* **EXERCISES**
1) According to the book review, how many years did Cal spend in the Chicago PD?
2) Repeat word for word the part of the book review starting with "Ireland certainly looked" and going on through "the local shop.".

* **GIVEN PASSAGE**

Former Chicago cop Cal Hooper retires to western Ireland, for reasons that are explained as French's novel unfolds. (Interestingly, there is no explanation of the mechanics of immigration--visas, permanent residency, etc.). Will the move give Cal the quiet life he so richly desires, or will it make matters worse? Though no longer a cop, Cal constantly has the feeling of not knowing what he might set in motion. He is renovating his ramshackle house on a long, cool September stretch of an evening. Here where the rooks proliferate, Cal's eyes must get used to looking far beyond, especially after all those years of city blocks.

Ireland certainly looked beautiful on television, and on the surface it's a picturesque rural hamlet, but underneath Ardnekelty Village is a place of endemic boredom, inhabited mainly by elderly farmers and young men laid off from shuttered factories, now unable to find work and forced to traffic drugs to make a living. It is also a town where petty family rivalries are waged. Though the mental alarm systems have been switched off after 25 years in the Chicago PD, Cal feels welcomed particularly by his talkative neighbor, Matt, and by affable Noreen, who runs the local shop.

Cal does seem to have a gift for making contact with those of very different circumstances. At the local pub, Cal meets "the group"--a shifting bunch of clean-shaven, 40-something white guys who apparently share little apart from nodding about the weather while making passionate comments about a sport called curling. Though there are issues from his past in Chicago involving his ex-wife, Donna, and daughter Alyssa, Cal revels in the cold river water and mountains. While working on his house, he can play his music loud and put "his police sense put back to bed where it belongs."

At first, there's nothing much to be concerned about, just the stuff that flicks at the edges of Cal's "cop sense." When he connects with rough teenager Trey Reddy, he fails to anticipate the dangers that lie ahead. When a day of bonding over wood sanding unleashes a torrent of emotion, Cal sees a kid desperate for an outlet. Trey literally begs Cal to help find Brendan, his missing older brother, who Trey is sure has been kidnapped. While Cal's instinct is that Trey's brother is a teenager and "they do dumb shit like that," Trey is convinced that Brendan "didn't go off."

His pleading unsettles Cal. Because he can never stand to leave a case unresolved, circumstances force him to confront a painful episode that lies buried in Trey and Brendan's past. Cal's uneasy feeling doesn't budge, though most of the villagers who Cal talks to--including Matt--say that Brendan's not missing, he's just a young fellow who "got sick of living up the hills with his mammy" and has gone off to kip on some pal's floor in Galway or Athlone and he'll be back when "he gets tired of doing his own washing."

* **SUPPLIED MATERIAL**

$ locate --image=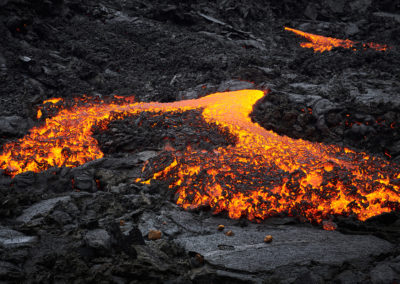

* **SOLUTIONS IN ORDER**
1) 25 years

2)
Ireland certainly looked beautiful on television, and on the surface it's a picturesque rural hamlet, but underneath Ardnekelty Village is a place of endemic boredom, inhabited mainly by elderly farmers and young men laid off from shuttered factories, now unable to find work and forced to traffic drugs to make a living. It is also a town where petty family rivalries are waged. Though the mental alarm systems have been switched off after 25 years in the Chicago PD, Cal feels welcomed particularly by his talkative neighbor, Matt, and by affable Noreen, who runs the local shop.